While OpenAI has reportedly missed user and revenue targets

Google is preparing a major new investment in AI firm Anthropic that could reach as much as $40 billion, in one of the largest deals yet in the rapidly expanding AI sector.
As reported by Bloomberg, The proposed agreement would begin with an initial $10 billion cash injection from Google, valuing Anthropic at around $350 billion.
That matches the company’s valuation from a funding round earlier this year, before any additional investment is included.
A further $30 billion could follow if Anthropic meets certain performance targets, potentially bringing Google’s total commitment to $40 billion.
The move signals intensifying competition among major tech firms to secure both cutting-edge AI models and the vast computing infrastructure required to run them.
Anthropic has attracted significant attention in recent months, driven by growing demand for its AI model Claude and its coding-focused tools.
The company says its annual revenue run rate has surpassed $30 billion, up sharply from $9 billion at the end of 2025.
Its product “Claude Code”, designed to assist software developers, has seen particularly strong uptake.
“Our users tell us Claude is increasingly essential to how they work,” said Anthropic’s chief executive Dario Amodei. “We need to build the infrastructure to keep pace with rapidly growing demand.”
Compute capacity central to the deal
Alongside funding, the agreement would give Anthropic expanded access to Google Cloud infrastructure.
Google is expected to provide up to five gigawatts of computing capacity over the next five years, with the possibility of additional resources beyond that.
Such capacity is critical for training and operating advanced AI systems, which require enormous processing power.
Google’s proprietary tensor processing units (TPUs), are likely to play a key role.
The investment also strengthens Google’s position in cloud computing, where demand has been boosted by AI workloads.
The company reported that Google Cloud revenue rose 36% last year to $58.7 billion.
Rival tech giants step up spending
Google is not alone in backing Anthropic.

*INFORMATION SHOWN*
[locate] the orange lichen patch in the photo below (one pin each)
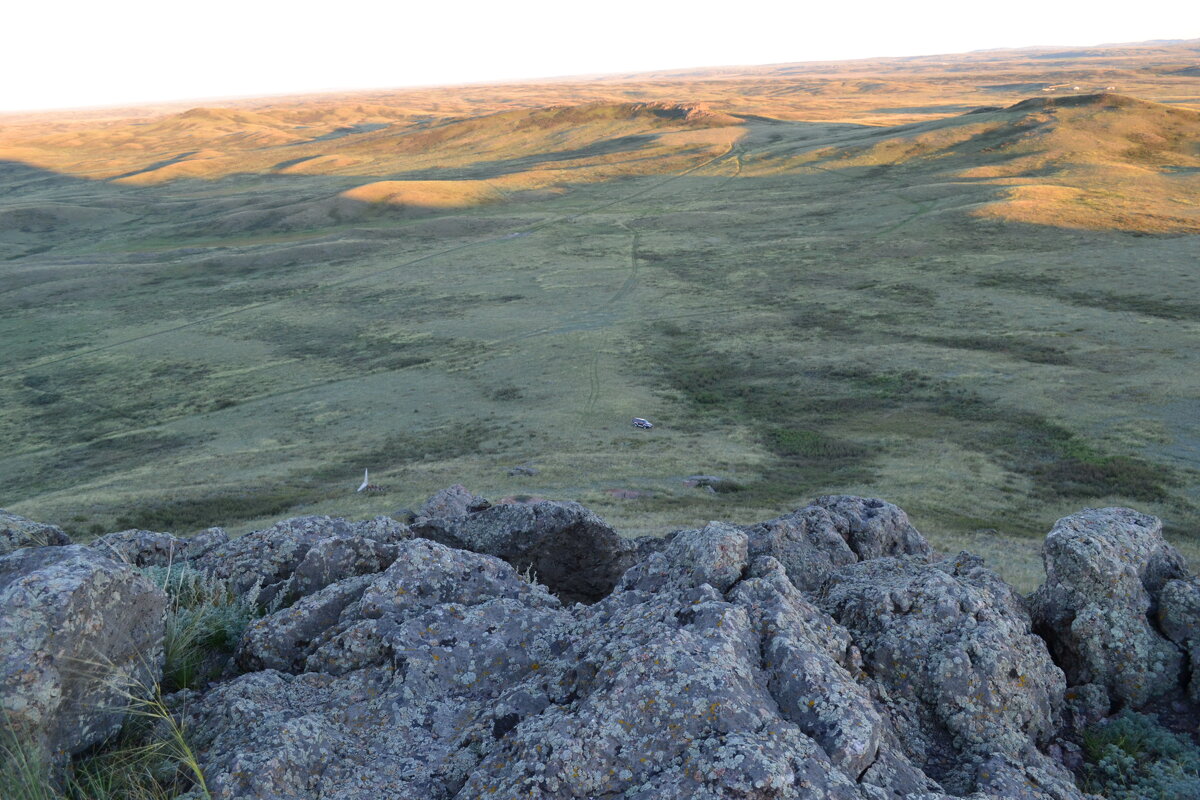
(429, 194)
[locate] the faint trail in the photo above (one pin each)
(349, 280)
(631, 280)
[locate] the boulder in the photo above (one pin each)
(269, 558)
(1179, 619)
(570, 549)
(17, 531)
(833, 531)
(705, 673)
(450, 503)
(1105, 569)
(79, 632)
(151, 548)
(954, 649)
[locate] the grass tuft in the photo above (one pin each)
(1132, 757)
(204, 623)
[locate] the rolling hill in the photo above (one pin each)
(955, 282)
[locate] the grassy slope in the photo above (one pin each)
(803, 307)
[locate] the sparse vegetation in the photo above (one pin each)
(204, 623)
(1132, 757)
(150, 758)
(802, 306)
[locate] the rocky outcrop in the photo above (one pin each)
(151, 548)
(574, 552)
(953, 645)
(823, 654)
(833, 531)
(271, 558)
(1105, 569)
(17, 531)
(78, 633)
(705, 673)
(1179, 618)
(450, 503)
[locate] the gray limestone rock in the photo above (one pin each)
(1105, 569)
(1179, 619)
(954, 649)
(78, 632)
(833, 531)
(270, 558)
(570, 549)
(450, 503)
(17, 531)
(151, 548)
(820, 655)
(874, 528)
(337, 558)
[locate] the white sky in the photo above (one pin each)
(78, 53)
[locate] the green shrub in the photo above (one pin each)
(204, 621)
(1132, 757)
(149, 759)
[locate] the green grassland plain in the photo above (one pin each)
(798, 310)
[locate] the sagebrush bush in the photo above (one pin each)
(149, 759)
(1132, 757)
(204, 621)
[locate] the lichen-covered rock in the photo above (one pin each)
(660, 693)
(833, 531)
(17, 531)
(1104, 571)
(705, 673)
(269, 558)
(352, 624)
(573, 551)
(78, 632)
(811, 667)
(281, 641)
(450, 503)
(953, 645)
(336, 558)
(1179, 618)
(447, 632)
(150, 548)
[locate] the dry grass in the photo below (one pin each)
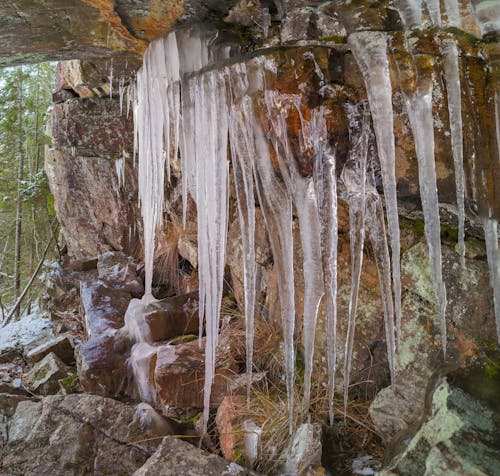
(351, 435)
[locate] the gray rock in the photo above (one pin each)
(101, 363)
(104, 307)
(460, 436)
(62, 346)
(119, 271)
(304, 451)
(419, 354)
(175, 457)
(43, 378)
(78, 435)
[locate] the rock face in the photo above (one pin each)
(90, 138)
(78, 434)
(420, 356)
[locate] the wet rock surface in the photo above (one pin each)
(78, 434)
(459, 436)
(43, 378)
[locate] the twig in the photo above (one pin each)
(28, 285)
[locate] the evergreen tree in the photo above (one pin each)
(25, 214)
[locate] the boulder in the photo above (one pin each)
(119, 271)
(180, 373)
(43, 378)
(303, 453)
(228, 421)
(470, 324)
(62, 346)
(11, 378)
(102, 363)
(175, 457)
(24, 335)
(104, 307)
(79, 435)
(459, 435)
(89, 136)
(8, 405)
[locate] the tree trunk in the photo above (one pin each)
(19, 203)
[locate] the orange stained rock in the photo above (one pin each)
(118, 32)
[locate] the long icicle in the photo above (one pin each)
(419, 107)
(452, 77)
(276, 205)
(325, 184)
(354, 178)
(242, 154)
(303, 194)
(490, 227)
(370, 51)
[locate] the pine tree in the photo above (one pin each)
(25, 98)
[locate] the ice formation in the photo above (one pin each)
(452, 76)
(185, 108)
(490, 227)
(419, 107)
(370, 51)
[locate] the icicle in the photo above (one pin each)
(325, 184)
(434, 9)
(111, 80)
(354, 178)
(276, 205)
(304, 197)
(120, 171)
(490, 227)
(155, 113)
(453, 13)
(121, 90)
(242, 154)
(497, 118)
(452, 76)
(212, 199)
(370, 51)
(419, 106)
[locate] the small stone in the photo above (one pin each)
(187, 247)
(62, 346)
(119, 271)
(44, 377)
(180, 373)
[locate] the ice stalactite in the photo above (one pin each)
(304, 197)
(497, 119)
(419, 107)
(121, 92)
(120, 172)
(410, 12)
(370, 51)
(452, 77)
(325, 185)
(490, 227)
(453, 13)
(276, 205)
(242, 155)
(155, 115)
(354, 179)
(434, 9)
(212, 167)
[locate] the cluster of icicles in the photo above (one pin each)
(184, 109)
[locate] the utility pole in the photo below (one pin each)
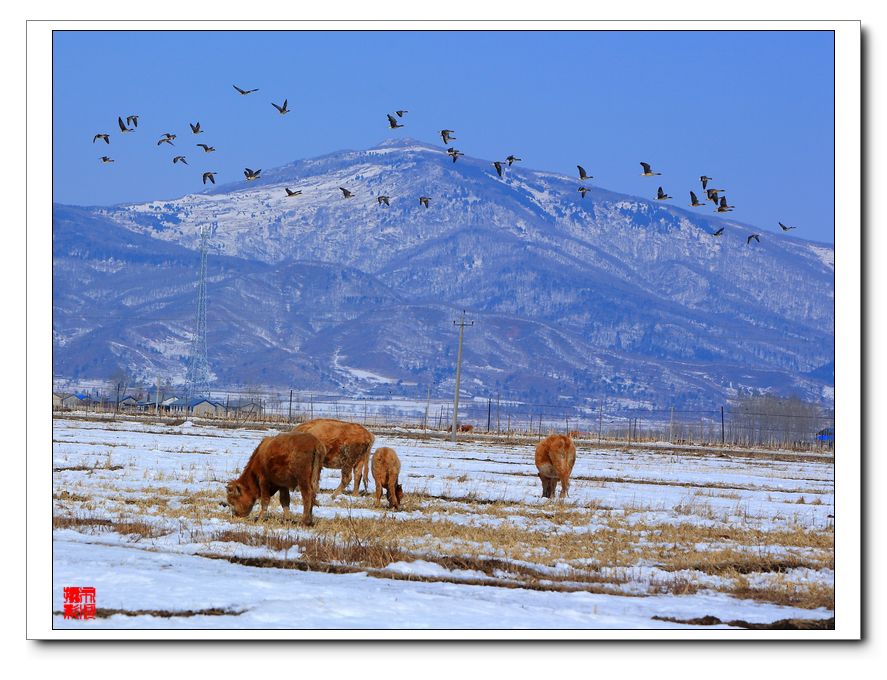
(671, 426)
(461, 324)
(427, 406)
(600, 422)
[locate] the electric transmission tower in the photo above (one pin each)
(198, 374)
(461, 325)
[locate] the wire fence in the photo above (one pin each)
(765, 423)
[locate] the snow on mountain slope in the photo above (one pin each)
(602, 286)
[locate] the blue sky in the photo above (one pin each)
(754, 110)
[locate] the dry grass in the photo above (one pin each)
(126, 528)
(564, 546)
(104, 613)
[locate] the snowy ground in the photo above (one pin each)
(644, 533)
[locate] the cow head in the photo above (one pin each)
(238, 500)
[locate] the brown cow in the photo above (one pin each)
(555, 457)
(347, 444)
(281, 464)
(386, 468)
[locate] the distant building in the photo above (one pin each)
(77, 400)
(127, 403)
(203, 406)
(197, 406)
(244, 407)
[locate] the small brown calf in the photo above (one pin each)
(555, 457)
(386, 468)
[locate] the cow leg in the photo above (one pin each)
(546, 486)
(307, 501)
(565, 485)
(392, 492)
(358, 474)
(265, 499)
(346, 477)
(285, 502)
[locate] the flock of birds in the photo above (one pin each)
(394, 121)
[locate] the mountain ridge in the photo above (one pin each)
(616, 275)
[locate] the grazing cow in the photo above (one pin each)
(362, 472)
(281, 463)
(386, 468)
(347, 445)
(555, 457)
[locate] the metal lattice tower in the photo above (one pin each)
(198, 375)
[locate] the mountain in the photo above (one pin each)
(572, 298)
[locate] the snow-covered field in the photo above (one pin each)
(644, 533)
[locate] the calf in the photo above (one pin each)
(386, 468)
(555, 457)
(280, 463)
(347, 445)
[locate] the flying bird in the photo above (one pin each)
(454, 153)
(723, 207)
(282, 109)
(647, 172)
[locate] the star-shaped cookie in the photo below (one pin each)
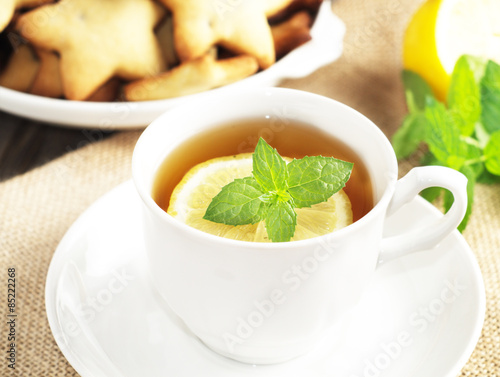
(240, 26)
(8, 7)
(97, 39)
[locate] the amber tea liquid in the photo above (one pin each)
(294, 139)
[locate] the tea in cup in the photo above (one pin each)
(268, 302)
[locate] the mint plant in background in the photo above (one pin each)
(464, 134)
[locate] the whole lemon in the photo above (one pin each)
(443, 30)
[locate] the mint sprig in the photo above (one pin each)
(275, 189)
(464, 134)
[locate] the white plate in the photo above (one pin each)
(421, 316)
(324, 47)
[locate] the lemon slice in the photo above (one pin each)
(195, 191)
(443, 30)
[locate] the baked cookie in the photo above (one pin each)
(8, 7)
(47, 82)
(96, 40)
(291, 33)
(191, 77)
(240, 26)
(21, 69)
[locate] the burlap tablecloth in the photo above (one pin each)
(37, 208)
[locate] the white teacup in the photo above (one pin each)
(267, 303)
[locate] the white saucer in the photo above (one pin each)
(421, 316)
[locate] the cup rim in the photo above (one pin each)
(207, 237)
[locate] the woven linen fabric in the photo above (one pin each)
(37, 208)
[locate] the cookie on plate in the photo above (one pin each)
(96, 40)
(240, 26)
(8, 7)
(191, 77)
(21, 69)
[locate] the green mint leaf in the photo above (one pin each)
(442, 134)
(487, 178)
(490, 97)
(313, 180)
(416, 90)
(409, 136)
(269, 169)
(464, 97)
(475, 159)
(238, 203)
(477, 65)
(482, 136)
(492, 154)
(281, 220)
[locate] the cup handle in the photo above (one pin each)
(429, 236)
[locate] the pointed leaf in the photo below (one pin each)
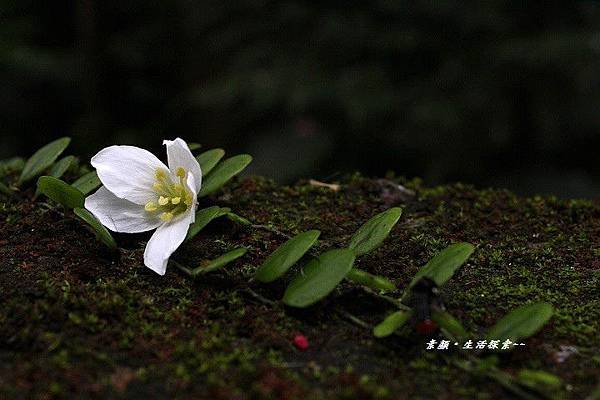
(43, 158)
(392, 323)
(209, 159)
(61, 192)
(285, 256)
(443, 265)
(449, 323)
(319, 278)
(87, 183)
(374, 231)
(373, 281)
(203, 217)
(219, 262)
(223, 173)
(522, 322)
(101, 232)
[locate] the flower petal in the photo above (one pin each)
(179, 155)
(164, 242)
(191, 182)
(128, 172)
(120, 215)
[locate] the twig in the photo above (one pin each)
(354, 319)
(396, 302)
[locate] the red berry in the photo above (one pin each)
(301, 342)
(426, 327)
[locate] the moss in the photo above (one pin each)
(76, 321)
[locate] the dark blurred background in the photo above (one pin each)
(493, 93)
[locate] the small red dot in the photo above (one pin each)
(301, 342)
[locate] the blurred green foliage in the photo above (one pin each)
(495, 92)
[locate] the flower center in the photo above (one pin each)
(173, 198)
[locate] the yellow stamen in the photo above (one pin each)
(166, 217)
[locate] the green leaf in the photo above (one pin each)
(443, 265)
(392, 323)
(539, 380)
(61, 192)
(101, 232)
(223, 173)
(219, 261)
(14, 164)
(5, 189)
(61, 166)
(209, 159)
(203, 217)
(43, 158)
(87, 182)
(58, 169)
(522, 322)
(319, 278)
(285, 256)
(374, 231)
(449, 323)
(373, 281)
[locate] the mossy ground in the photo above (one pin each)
(78, 321)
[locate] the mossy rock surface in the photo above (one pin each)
(77, 321)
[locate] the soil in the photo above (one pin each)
(77, 321)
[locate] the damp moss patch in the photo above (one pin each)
(79, 321)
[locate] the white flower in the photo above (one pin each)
(140, 193)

*WHAT IS BEING ASKED*
Extend the article above on Google's planned investment in Anthropic, beginning immediately after its final sentence.

*WRITTEN RESPONSE*
Amazon recently expanded its own partnership with the firm, committing $5 billion upfront with the option to invest up to $25 billion in total. That builds on a previous $8 billion investment, making Amazon one of Anthropic’s largest backers.
As part of that agreement, Anthropic has pledged to spend $100 billion over the next decade on Amazon’s cloud services and custom-designed AI chips.
Amazon chief executive Andy Jassy said the arrangement “reflects the progress we’ve made together on custom silicon”.
The scale of investment suggests how AI has become a central battleground for the world’s largest technology firms.
Companies including OpenAI and others are also securing tens of billions of dollars to expand their capabilities, fuelling a surge in spending across the industry.
OpenAI, which is planning to go public this year, has failed to reach its targets for new users and revenue in recent months, according to the Wall Street Journal, which quotes unnamed sources, leading to speculation over ‌whether it will be able to support its expenditure on infrastructure.
Amazon said in February it would invest $50 billion in OpenAI, which has indicated it plans to spend more than $100 billion on Amazon’s services.
Amazon has also told investors it expects capital spending to reach $200 billion this year, largely directed towards expanding datacentres and equipping them with the chips needed to support AI systems.